=== WHAT IS NEEDED ===
Give every line back verbatim, dropping all images.

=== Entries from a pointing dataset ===
══════════════════════════════

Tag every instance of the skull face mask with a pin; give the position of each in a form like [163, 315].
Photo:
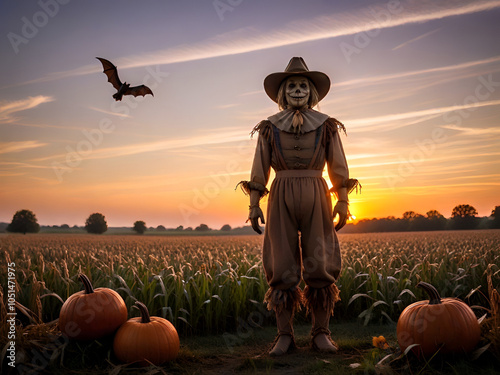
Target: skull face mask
[297, 91]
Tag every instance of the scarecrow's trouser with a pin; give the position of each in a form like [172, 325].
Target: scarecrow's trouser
[299, 239]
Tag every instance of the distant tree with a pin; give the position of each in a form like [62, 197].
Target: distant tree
[435, 221]
[408, 215]
[463, 216]
[495, 214]
[202, 228]
[434, 214]
[96, 223]
[464, 210]
[24, 221]
[139, 227]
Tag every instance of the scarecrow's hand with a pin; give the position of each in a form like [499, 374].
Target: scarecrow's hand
[254, 216]
[341, 209]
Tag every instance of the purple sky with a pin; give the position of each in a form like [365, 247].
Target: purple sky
[415, 82]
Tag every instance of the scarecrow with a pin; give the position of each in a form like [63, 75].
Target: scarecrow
[300, 242]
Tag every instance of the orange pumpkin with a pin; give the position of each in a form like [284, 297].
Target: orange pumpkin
[92, 313]
[146, 339]
[447, 325]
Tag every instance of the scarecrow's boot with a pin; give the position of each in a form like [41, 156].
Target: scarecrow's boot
[320, 302]
[320, 333]
[284, 340]
[284, 303]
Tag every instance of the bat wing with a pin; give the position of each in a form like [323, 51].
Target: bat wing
[110, 70]
[139, 90]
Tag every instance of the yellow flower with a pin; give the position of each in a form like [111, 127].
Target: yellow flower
[380, 342]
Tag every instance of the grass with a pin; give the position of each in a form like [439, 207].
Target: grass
[211, 288]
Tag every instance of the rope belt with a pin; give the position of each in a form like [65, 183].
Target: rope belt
[299, 173]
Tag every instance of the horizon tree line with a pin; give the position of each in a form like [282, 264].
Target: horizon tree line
[463, 216]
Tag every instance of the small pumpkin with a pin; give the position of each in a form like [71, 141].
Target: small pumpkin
[146, 339]
[447, 324]
[92, 313]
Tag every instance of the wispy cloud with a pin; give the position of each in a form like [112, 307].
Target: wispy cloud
[109, 112]
[165, 145]
[8, 109]
[473, 131]
[323, 27]
[6, 147]
[415, 39]
[364, 122]
[401, 75]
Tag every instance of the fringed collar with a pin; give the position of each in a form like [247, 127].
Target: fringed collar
[295, 121]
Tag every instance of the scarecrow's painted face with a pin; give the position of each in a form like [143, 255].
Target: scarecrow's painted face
[297, 91]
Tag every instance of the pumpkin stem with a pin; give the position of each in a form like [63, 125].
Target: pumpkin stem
[144, 312]
[434, 297]
[86, 283]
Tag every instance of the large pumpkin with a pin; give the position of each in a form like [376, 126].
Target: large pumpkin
[146, 339]
[447, 325]
[92, 313]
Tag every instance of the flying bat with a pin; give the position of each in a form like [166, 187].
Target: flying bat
[123, 88]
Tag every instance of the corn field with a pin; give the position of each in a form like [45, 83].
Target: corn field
[209, 284]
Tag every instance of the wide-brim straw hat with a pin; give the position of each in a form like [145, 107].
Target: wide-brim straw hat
[296, 67]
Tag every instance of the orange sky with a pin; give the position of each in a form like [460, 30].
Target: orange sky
[417, 91]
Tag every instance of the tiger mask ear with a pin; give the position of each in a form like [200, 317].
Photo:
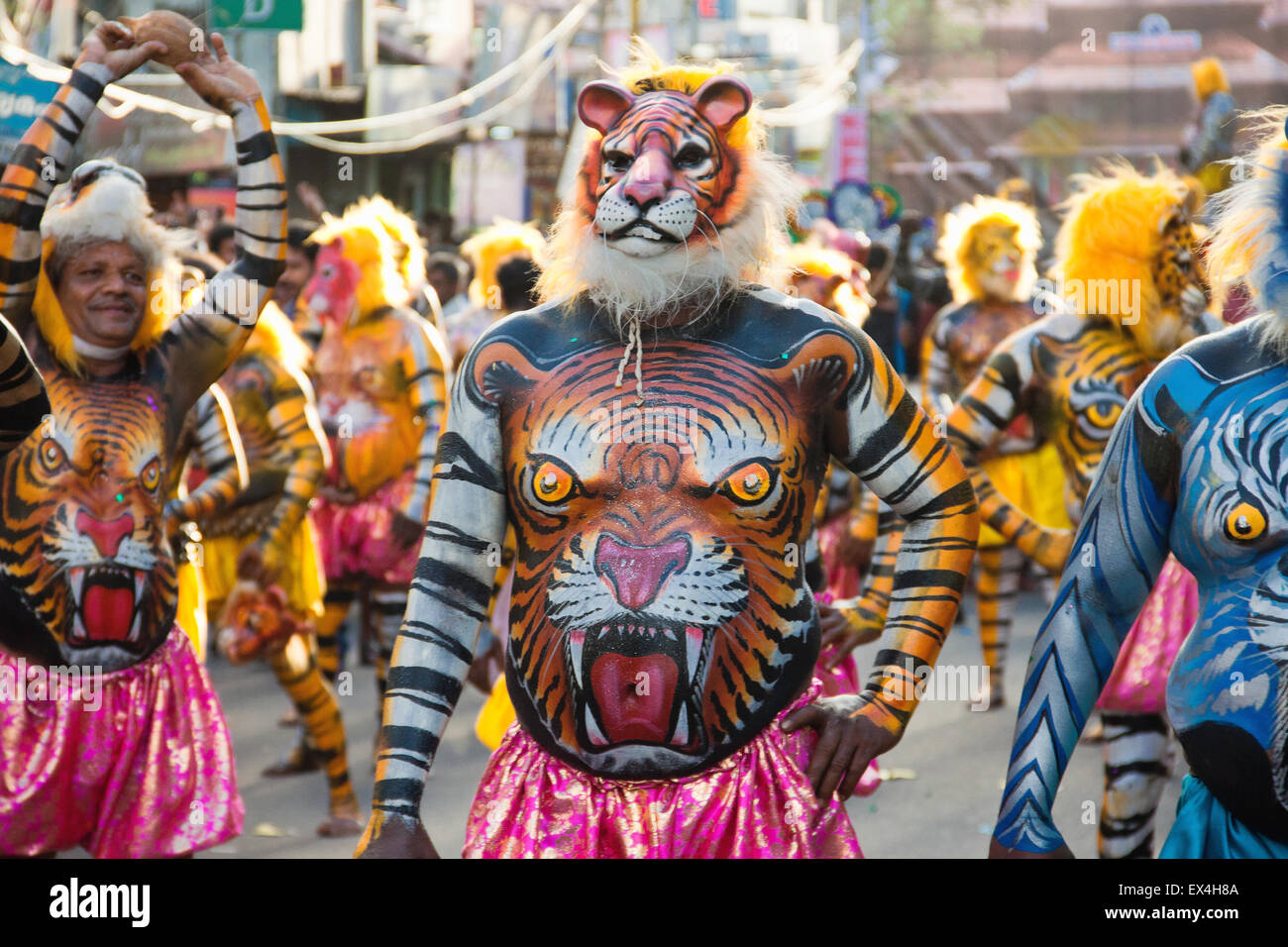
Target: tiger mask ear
[601, 105]
[722, 101]
[502, 371]
[819, 368]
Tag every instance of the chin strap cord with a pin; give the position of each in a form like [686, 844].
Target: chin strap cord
[632, 343]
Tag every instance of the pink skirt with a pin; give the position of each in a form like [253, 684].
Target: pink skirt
[752, 804]
[845, 680]
[1138, 681]
[136, 763]
[357, 539]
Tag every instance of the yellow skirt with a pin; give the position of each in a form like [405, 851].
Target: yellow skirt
[192, 607]
[1034, 483]
[301, 573]
[494, 716]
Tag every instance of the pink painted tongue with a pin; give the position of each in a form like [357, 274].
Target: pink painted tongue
[629, 714]
[108, 612]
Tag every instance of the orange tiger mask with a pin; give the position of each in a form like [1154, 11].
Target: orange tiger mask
[649, 611]
[664, 169]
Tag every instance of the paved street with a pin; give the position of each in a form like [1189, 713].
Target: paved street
[947, 810]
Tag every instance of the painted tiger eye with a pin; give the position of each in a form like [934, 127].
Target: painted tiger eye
[750, 483]
[151, 475]
[1104, 414]
[51, 455]
[1244, 522]
[552, 483]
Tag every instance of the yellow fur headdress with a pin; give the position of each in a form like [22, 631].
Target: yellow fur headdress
[965, 223]
[368, 244]
[402, 231]
[487, 249]
[816, 261]
[104, 202]
[1112, 231]
[1249, 236]
[274, 337]
[1209, 77]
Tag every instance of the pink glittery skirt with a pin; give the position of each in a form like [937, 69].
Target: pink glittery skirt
[1138, 680]
[357, 539]
[752, 804]
[137, 763]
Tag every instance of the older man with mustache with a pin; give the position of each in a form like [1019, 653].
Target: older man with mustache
[141, 763]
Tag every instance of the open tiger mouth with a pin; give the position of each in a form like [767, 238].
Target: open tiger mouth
[645, 230]
[639, 684]
[107, 600]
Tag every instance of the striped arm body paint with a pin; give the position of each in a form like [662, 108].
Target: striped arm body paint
[655, 540]
[24, 401]
[1070, 376]
[209, 438]
[426, 365]
[38, 163]
[296, 449]
[870, 608]
[205, 338]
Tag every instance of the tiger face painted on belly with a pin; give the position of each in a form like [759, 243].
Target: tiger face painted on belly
[1085, 382]
[658, 613]
[82, 543]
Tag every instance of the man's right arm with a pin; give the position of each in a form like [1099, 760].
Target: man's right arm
[38, 163]
[24, 401]
[447, 603]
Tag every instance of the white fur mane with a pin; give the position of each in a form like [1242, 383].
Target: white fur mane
[634, 291]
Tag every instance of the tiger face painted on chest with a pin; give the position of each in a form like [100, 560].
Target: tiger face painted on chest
[664, 170]
[1085, 384]
[660, 617]
[81, 535]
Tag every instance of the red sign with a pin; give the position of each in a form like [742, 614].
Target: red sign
[851, 145]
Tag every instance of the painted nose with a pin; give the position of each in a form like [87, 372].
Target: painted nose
[636, 574]
[107, 536]
[647, 182]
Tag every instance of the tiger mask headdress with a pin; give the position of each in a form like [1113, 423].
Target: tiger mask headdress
[677, 202]
[990, 249]
[1126, 252]
[357, 269]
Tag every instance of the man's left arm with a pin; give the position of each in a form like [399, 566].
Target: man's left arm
[204, 339]
[880, 433]
[426, 367]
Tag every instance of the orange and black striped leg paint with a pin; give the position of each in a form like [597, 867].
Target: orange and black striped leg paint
[1000, 570]
[297, 673]
[336, 605]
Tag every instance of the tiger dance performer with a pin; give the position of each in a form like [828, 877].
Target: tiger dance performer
[381, 386]
[1072, 372]
[209, 445]
[661, 648]
[1196, 468]
[266, 539]
[990, 250]
[86, 575]
[487, 250]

══════════════════════════════

=== FINISHED TASK ===
Tag every instance of the skull face mask with a pin; give the position of each in a form like [163, 315].
Photo:
Target: skull face mask
[297, 91]
Tag every instance of the scarecrow's trouser with a pin; give the position of each in a form like [172, 325].
Target: scarecrow's trouser
[299, 239]
Tag every instance of the distant tree with a pin; give the position of each in a form like [62, 197].
Target: distant tree
[435, 221]
[408, 215]
[463, 216]
[495, 214]
[202, 228]
[434, 214]
[96, 223]
[464, 210]
[24, 221]
[139, 227]
Tag every instance of the scarecrow's hand with a pin; give the position of each in a form like [499, 374].
Target: scarecrow's hand
[254, 216]
[341, 209]
Tag every instance of the purple sky with a pin; give the position of each in a form like [365, 247].
Target: purple sky
[415, 82]
Tag every instance of the scarecrow with a pin; give the position of each in a form like [63, 75].
Target: scarecrow
[300, 242]
Tag every instance of the orange pumpkin with a pin; give the position of each in a form like [284, 297].
Target: orange pumpkin
[92, 313]
[146, 339]
[447, 325]
Tag every instance of the scarecrow's boot with a pin; give the position of each in a form like [41, 156].
Target: scarecrow's boot
[320, 302]
[320, 333]
[284, 340]
[284, 303]
Tag every instance of the bat wing with a pin; give the position of each in a form like [323, 51].
Target: bat wing
[110, 70]
[139, 90]
Tag every instance of the yellow flower with a pin; give the position of each in a form like [111, 127].
Target: yellow flower
[380, 342]
Tag every instance of the grass with a pin; give the position of each in a form like [439, 207].
Target: grass
[211, 288]
Tag every instance of the rope belt with a pin; give the position of each in a form like [65, 183].
Target: rope belt
[299, 173]
Tag every instance of the horizon tree line with a pin; give the position of each in a form like [282, 264].
Target: horizon tree line
[463, 216]
Tag every instance of the small pumpkin with a pin; give the position of each in a form like [71, 141].
Target: small pumpkin
[146, 339]
[447, 324]
[92, 313]
Tag every instance of the wispy cloud with a pin; give the position of each in a form like [112, 307].
Target: wispy cloud
[109, 112]
[165, 145]
[8, 109]
[473, 131]
[323, 27]
[6, 147]
[415, 39]
[364, 122]
[401, 75]
Tag every instance of the fringed collar with a pin; give the position of each in a form like [247, 127].
Target: fringed collar
[295, 121]
Tag every instance of the scarecrow's painted face with a pin; give the position of each in a form like [143, 255].
Target: scarecrow's painted face
[297, 91]
Tag every instance of the pumpkin stem with a pin; give the position of each in a form like [63, 125].
Target: pumpkin stem
[144, 312]
[434, 297]
[86, 283]
Tag every instance of the large pumpkin with a pin; give the position of each in a form like [376, 126].
Target: large pumpkin
[146, 339]
[447, 325]
[92, 313]
Tag every instance of the flying bat with a pin; give the position of each in a form like [166, 187].
Target: flying bat
[123, 88]
Tag every instance of the corn field with a pin; give the position of each in a form like [45, 83].
Target: corn field
[209, 284]
Tag every instance of the wide-brim straw hat with a pin; give the position of each in a form like [145, 107].
Target: wide-brim straw hat
[296, 67]
Tag every instance of the orange sky with a pin; give the position of each in a form like [460, 30].
Target: orange sky
[417, 91]
Tag every instance of the tiger mask ear with a pin; give the position of each in a form like [200, 317].
Photo:
Target: tiger mask ear
[601, 105]
[722, 101]
[502, 371]
[819, 368]
Tag every instance of the chin strap cord with a pin; give the position of each in a form like [686, 844].
Target: chin strap cord
[632, 343]
Tag every instance of the pink skirt with a pin; give the position of each in a form like [253, 684].
Target: pink skirt
[752, 804]
[845, 680]
[1138, 681]
[136, 763]
[357, 539]
Tag every instance of the yellow skirt with a pin; give the position of each in a form like [405, 851].
Target: yellow skirt
[192, 607]
[1034, 483]
[301, 573]
[494, 716]
Tag every instance of the pink painted tongue with a pin; give the position of each in a form like [357, 274].
Target: pink painted tongue
[629, 714]
[108, 612]
Tag every instance of the orange tiger mask with a pin; give the position of each in a form like [1154, 11].
Target: orange tiger mask
[649, 611]
[664, 169]
Tag every instance of the paved street with a pin; give the position of each in a form like [1189, 713].
Target: paved street
[947, 810]
Tag every instance of the painted tiger eye with a pin; give the position of each in a form like [934, 127].
Target: painted tiger eye
[750, 483]
[151, 475]
[1104, 414]
[51, 455]
[1244, 522]
[552, 483]
Tag every instance of the yellow fur headdress with a pin; give the position of each in a form like [22, 631].
Target: yellow fur headdress
[965, 223]
[368, 244]
[402, 231]
[487, 249]
[816, 261]
[104, 202]
[1112, 231]
[1249, 236]
[274, 337]
[1209, 77]
Tag every instance of the pink glittery skirt with a pin; give the position of each in a form like [937, 69].
Target: pink glittery skirt
[1138, 680]
[357, 539]
[752, 804]
[137, 763]
Tag every instance of the older man with mustache with a pin; give the position of each in a form like [1019, 653].
Target: older man with mustache
[141, 763]
Tag every instance of the open tiger mouth with a pin; give the position of each in a form like [767, 238].
Target: open tiger mouth
[645, 230]
[639, 684]
[107, 600]
Tag every instance of the striped arm body paint with a pin; give the position of each in a form like [662, 108].
Target: striped arm body paint
[655, 540]
[24, 401]
[1070, 376]
[209, 438]
[426, 365]
[38, 163]
[296, 449]
[870, 608]
[205, 338]
Tag every instance of the tiger face painted on belly with a pin; give the position of each in a form like [759, 243].
Target: tiger face painted on belly
[1085, 382]
[658, 613]
[82, 543]
Tag every instance of the man's right arm with a pin; give the position of each in a form like [1099, 760].
Target: man's right arm
[38, 163]
[24, 401]
[447, 603]
Tag every instance of the white fur mane with a pin; give the position of each in a form like [1242, 383].
Target: white fur mane
[634, 291]
Tag every instance of the tiger face painted on chest with a pin; give the position of each in a form like [100, 560].
Target: tiger face painted on chest
[664, 170]
[1085, 384]
[660, 617]
[81, 535]
Tag every instance of the red sign with a pin; give the position of each in a form like [742, 614].
Target: red sign
[851, 145]
Tag every instance of the painted nose with a pin; give the position of each in a form like [87, 372].
Target: painted nose
[636, 574]
[107, 536]
[647, 182]
Tag every instance of the tiger mask headdress with a pin; give the position of each in a form like [1113, 423].
Target: tiger mask headdress
[677, 202]
[990, 249]
[1126, 252]
[357, 269]
Tag every instance of the man's left arm with a pin; give the position of each in a form like [399, 566].
Target: man's left arm
[204, 339]
[880, 433]
[426, 367]
Tag every instance of the orange and black striped leg paint with a pin; give the position of each in a form like [597, 867].
Target: orange and black striped leg paint
[1000, 570]
[297, 673]
[336, 605]
Tag every instance of the tiger dance performer with a pin; give the position of each in a form like [828, 877].
Target: tiger dance performer
[381, 386]
[1072, 372]
[209, 445]
[661, 648]
[1196, 468]
[266, 539]
[990, 250]
[86, 575]
[487, 250]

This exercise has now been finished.